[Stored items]
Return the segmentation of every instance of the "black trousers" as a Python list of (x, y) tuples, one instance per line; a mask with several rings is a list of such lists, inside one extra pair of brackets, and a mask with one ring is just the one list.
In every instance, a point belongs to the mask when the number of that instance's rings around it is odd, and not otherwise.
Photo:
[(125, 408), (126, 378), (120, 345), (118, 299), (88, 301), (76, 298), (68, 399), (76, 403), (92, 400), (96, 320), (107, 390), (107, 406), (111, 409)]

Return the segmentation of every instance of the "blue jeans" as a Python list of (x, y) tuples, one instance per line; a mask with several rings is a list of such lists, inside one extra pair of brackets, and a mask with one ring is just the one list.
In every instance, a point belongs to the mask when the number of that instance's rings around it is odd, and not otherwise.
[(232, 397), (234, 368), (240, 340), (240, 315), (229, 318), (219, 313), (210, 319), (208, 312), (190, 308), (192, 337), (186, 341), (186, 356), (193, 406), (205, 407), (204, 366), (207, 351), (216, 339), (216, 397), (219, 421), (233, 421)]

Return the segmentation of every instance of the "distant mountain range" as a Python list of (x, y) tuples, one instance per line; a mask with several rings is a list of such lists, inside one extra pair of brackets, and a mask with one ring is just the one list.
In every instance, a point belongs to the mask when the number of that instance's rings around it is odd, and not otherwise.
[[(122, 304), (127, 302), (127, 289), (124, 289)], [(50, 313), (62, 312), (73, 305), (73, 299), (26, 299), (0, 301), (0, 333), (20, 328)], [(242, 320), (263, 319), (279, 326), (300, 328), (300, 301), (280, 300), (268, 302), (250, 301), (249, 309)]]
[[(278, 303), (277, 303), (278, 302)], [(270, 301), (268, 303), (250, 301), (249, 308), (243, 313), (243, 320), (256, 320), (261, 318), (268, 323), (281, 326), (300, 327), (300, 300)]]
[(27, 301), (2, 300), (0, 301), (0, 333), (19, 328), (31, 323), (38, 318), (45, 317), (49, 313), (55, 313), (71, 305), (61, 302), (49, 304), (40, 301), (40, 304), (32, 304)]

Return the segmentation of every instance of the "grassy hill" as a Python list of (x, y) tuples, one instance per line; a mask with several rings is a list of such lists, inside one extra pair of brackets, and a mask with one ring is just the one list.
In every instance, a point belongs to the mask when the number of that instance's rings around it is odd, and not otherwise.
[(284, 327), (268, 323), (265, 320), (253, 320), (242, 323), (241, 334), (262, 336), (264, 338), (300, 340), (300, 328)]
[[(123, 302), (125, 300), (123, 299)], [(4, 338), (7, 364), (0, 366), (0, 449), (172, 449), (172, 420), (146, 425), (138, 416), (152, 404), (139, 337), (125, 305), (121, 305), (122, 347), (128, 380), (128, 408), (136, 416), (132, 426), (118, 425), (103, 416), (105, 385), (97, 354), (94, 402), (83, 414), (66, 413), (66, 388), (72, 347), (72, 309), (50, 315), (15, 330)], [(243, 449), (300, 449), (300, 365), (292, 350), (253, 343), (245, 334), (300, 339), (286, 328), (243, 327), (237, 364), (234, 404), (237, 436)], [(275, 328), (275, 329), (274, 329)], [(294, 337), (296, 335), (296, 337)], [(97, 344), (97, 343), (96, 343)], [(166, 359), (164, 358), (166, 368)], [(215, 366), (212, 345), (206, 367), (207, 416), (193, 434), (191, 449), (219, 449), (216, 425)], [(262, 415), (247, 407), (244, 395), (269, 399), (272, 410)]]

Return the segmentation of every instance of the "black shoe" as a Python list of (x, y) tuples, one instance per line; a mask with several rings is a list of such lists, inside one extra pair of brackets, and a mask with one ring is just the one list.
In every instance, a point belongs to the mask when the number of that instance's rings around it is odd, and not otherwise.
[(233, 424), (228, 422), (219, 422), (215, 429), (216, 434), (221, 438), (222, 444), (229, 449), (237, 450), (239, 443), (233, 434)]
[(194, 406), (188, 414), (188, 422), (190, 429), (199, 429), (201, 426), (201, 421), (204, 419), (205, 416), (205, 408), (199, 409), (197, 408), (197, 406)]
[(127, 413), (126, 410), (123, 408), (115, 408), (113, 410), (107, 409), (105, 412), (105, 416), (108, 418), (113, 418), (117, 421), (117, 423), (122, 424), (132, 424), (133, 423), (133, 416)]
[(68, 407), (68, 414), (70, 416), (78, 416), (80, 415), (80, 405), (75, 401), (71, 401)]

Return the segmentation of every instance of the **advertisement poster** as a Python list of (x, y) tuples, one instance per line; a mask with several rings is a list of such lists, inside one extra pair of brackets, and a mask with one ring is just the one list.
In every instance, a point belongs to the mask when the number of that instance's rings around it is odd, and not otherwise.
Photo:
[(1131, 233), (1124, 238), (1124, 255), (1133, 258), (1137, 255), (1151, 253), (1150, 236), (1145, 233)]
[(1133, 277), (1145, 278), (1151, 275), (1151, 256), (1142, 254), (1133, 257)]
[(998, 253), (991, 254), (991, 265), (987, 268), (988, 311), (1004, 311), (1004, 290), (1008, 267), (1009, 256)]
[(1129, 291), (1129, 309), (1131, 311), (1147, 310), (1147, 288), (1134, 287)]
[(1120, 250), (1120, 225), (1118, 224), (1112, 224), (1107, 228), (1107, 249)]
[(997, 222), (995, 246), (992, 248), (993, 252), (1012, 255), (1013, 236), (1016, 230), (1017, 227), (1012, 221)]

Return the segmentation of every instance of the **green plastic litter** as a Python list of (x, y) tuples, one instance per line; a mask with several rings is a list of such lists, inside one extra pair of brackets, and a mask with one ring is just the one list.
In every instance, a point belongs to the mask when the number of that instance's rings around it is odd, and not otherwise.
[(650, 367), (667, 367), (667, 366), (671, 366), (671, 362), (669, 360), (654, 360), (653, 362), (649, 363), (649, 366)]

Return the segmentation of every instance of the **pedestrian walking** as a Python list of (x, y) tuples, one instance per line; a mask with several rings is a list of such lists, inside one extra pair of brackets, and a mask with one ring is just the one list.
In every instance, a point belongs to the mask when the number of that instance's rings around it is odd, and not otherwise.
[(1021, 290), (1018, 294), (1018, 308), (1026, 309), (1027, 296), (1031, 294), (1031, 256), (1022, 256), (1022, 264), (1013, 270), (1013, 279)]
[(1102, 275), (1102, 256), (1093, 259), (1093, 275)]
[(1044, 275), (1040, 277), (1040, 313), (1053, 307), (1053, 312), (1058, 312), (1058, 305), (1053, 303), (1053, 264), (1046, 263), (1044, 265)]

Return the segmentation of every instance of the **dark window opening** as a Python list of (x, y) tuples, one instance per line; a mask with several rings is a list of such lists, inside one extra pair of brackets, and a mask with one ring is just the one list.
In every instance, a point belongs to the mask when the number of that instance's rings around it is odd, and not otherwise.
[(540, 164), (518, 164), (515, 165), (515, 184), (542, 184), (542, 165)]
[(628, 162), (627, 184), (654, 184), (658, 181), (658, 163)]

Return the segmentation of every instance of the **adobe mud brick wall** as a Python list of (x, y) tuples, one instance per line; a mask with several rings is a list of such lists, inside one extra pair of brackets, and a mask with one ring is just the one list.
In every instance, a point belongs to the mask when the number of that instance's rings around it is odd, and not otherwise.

_Work task_: Please return every line of the data, unaltered.

_Answer space_:
Return the segmentation of every instance of the "black trousers" as a Python list of (x, y) tuples, one instance per line; a mask with several rings is a list of such lists, inside one extra pair of brackets, and a mask with one ring is just the one list.
In every instance, a point belongs to the mask when the number of that instance's rings around it is odd, and not otherwise.
Photo:
[(125, 408), (126, 378), (120, 345), (118, 299), (88, 301), (76, 298), (68, 399), (76, 403), (92, 400), (96, 320), (107, 390), (107, 406), (111, 409)]

Return the segmentation of every instance of the "blue jeans" as a Python list of (x, y) tuples, one instance per line; a mask with several rings is a list of such lists, inside one extra pair of brackets, and a mask with one ring is just the one list.
In every instance, a point belongs to the mask when the number of that instance's rings around it is odd, and not otherwise.
[(232, 397), (234, 368), (240, 340), (240, 315), (229, 318), (219, 313), (210, 319), (208, 312), (190, 308), (192, 337), (186, 341), (186, 356), (193, 406), (205, 407), (204, 366), (207, 351), (216, 339), (216, 397), (219, 421), (233, 421)]

Return the segmentation of every instance of the "distant mountain range" as a Python list of (x, y) tuples, one instance per line; a mask with several rings is a list of such lists, inside one extra pair of brackets, and a mask with one ring is just the one list.
In every instance, a point belongs to the mask when the number of that instance's rings around it is odd, and not otherwise.
[[(122, 304), (127, 302), (127, 289), (124, 289)], [(50, 313), (62, 312), (73, 305), (73, 299), (26, 299), (0, 301), (0, 333), (20, 328)], [(242, 320), (263, 319), (279, 326), (300, 328), (300, 301), (280, 300), (268, 302), (250, 301), (249, 309)]]
[[(278, 303), (277, 303), (278, 302)], [(270, 301), (268, 303), (250, 301), (249, 308), (243, 313), (243, 320), (256, 320), (261, 318), (268, 323), (281, 326), (300, 327), (300, 300)]]
[(27, 301), (2, 300), (0, 301), (0, 333), (19, 328), (31, 323), (38, 318), (45, 317), (49, 313), (55, 313), (71, 305), (61, 302), (49, 304), (40, 301), (40, 304), (32, 304)]

Return the segmentation of every instance of the "grassy hill" as a Python list of (x, y) tuples, one instance per line; a mask with several rings is a list of such lists, inside one extra pair of brackets, and a mask with one ring is just the one list.
In every instance, a point belongs to the mask when the number of that instance's rings around it is odd, and not otherwise.
[(284, 327), (268, 323), (265, 320), (253, 320), (242, 323), (241, 334), (262, 336), (264, 338), (300, 340), (300, 328)]
[[(123, 302), (125, 300), (123, 299)], [(4, 338), (7, 364), (0, 366), (0, 449), (172, 449), (172, 420), (146, 425), (138, 416), (152, 404), (139, 337), (125, 305), (121, 305), (122, 347), (128, 380), (128, 408), (136, 416), (132, 426), (118, 425), (103, 416), (105, 385), (97, 354), (94, 402), (83, 414), (66, 413), (66, 388), (72, 347), (72, 309), (50, 315), (15, 330)], [(243, 449), (300, 449), (300, 365), (292, 350), (253, 343), (245, 334), (300, 339), (286, 328), (243, 327), (237, 364), (234, 404), (237, 436)], [(275, 328), (275, 329), (274, 329)], [(294, 337), (296, 335), (296, 337)], [(97, 344), (97, 343), (96, 343)], [(166, 359), (164, 358), (166, 368)], [(215, 366), (212, 345), (206, 367), (207, 416), (193, 434), (191, 449), (219, 449), (216, 425)], [(262, 415), (247, 407), (244, 395), (269, 399), (272, 410)]]

Return the segmentation of every instance of the "black shoe" as a Python list of (x, y) tuples, one instance per line; a mask with several rings is a list of such lists, inside one extra pair of brackets, and a mask with one ring is just the one list.
In every instance, a point belongs to the mask when the number of that instance's rings around it is odd, and not otherwise.
[(233, 424), (228, 422), (219, 422), (215, 429), (216, 434), (221, 438), (222, 444), (229, 449), (237, 450), (239, 443), (233, 434)]
[(194, 406), (188, 414), (188, 422), (190, 429), (199, 429), (201, 426), (201, 421), (204, 419), (205, 416), (205, 408), (199, 409), (197, 408), (197, 406)]
[(127, 413), (126, 410), (123, 408), (115, 408), (113, 410), (107, 409), (105, 412), (105, 416), (108, 418), (113, 418), (117, 421), (117, 423), (122, 424), (132, 424), (133, 423), (133, 416)]
[(68, 407), (68, 414), (70, 416), (78, 416), (80, 415), (80, 405), (75, 401), (71, 401)]

Return the segmentation of every instance of the **advertisement poster** as a Python list of (x, y) tuples, one instance per line; a mask with several rings is a list of such lists, inside one extra pair of brackets, and a mask with one ring is just the one list.
In every instance, a point belongs to the mask when the number of that instance's rings around it is odd, and not otherwise.
Photo:
[(1131, 233), (1124, 238), (1124, 255), (1133, 258), (1137, 255), (1151, 253), (1150, 236), (1145, 233)]
[(1133, 277), (1145, 278), (1151, 275), (1151, 256), (1142, 254), (1133, 257)]
[(998, 253), (991, 254), (991, 265), (987, 268), (988, 311), (1004, 311), (1004, 290), (1008, 267), (1009, 256)]
[(1129, 291), (1129, 309), (1131, 311), (1147, 310), (1147, 288), (1134, 287)]
[(1120, 250), (1120, 225), (1118, 224), (1112, 224), (1107, 228), (1107, 249)]
[(997, 222), (995, 246), (992, 248), (993, 252), (1012, 255), (1013, 236), (1016, 230), (1017, 227), (1012, 221)]

Return the segmentation of every instance of the **green plastic litter** as a Python list of (x, y) tuples, one instance per line; a mask with several rings is a list of such lists, inside one extra pair of brackets, and a mask with one ring is just the one list.
In every instance, a point belongs to the mask when the number of that instance's rings around it is odd, and not otherwise.
[(650, 367), (667, 367), (667, 366), (671, 366), (671, 362), (669, 360), (654, 360), (653, 362), (649, 363), (649, 366)]

Return the segmentation of every instance of the **pedestrian walking** as a Python list of (x, y) tuples, one instance per line; a mask with several rings is a list of such lists, inside one extra pair of brackets, and a mask with one ring is just the one list.
In every instance, a point belongs to the mask when the number of that instance's rings around it is odd, and not otherwise.
[(1021, 290), (1018, 294), (1018, 308), (1026, 309), (1027, 296), (1031, 294), (1031, 256), (1022, 256), (1022, 264), (1013, 270), (1013, 279)]
[(1102, 275), (1102, 256), (1093, 259), (1093, 275)]
[(1044, 275), (1040, 277), (1040, 313), (1053, 307), (1053, 312), (1058, 312), (1058, 305), (1053, 303), (1053, 264), (1046, 263), (1044, 265)]

Return the segmentation of every instance of the **dark window opening** as a Python list of (x, y) tuples, one instance per line; a mask with several rings is a list of such lists, inside one extra pair of brackets, and a mask with one ring is just the one list.
In every instance, a point belongs to the mask when the number of that instance's rings around it is odd, and not otherwise.
[(540, 164), (518, 164), (515, 165), (515, 184), (542, 184), (542, 165)]
[(628, 162), (627, 184), (654, 184), (658, 181), (658, 163)]

Return the segmentation of every instance of the **adobe mud brick wall** as a Python list of (x, y) tuples, one instance per line; a mask with several rings is a list of such lists, inside one extra pair of brackets, and a mask with one ring is just the one list.
In every instance, a point belongs to the mask when the number of that instance's rings around it is odd, and not otherwise.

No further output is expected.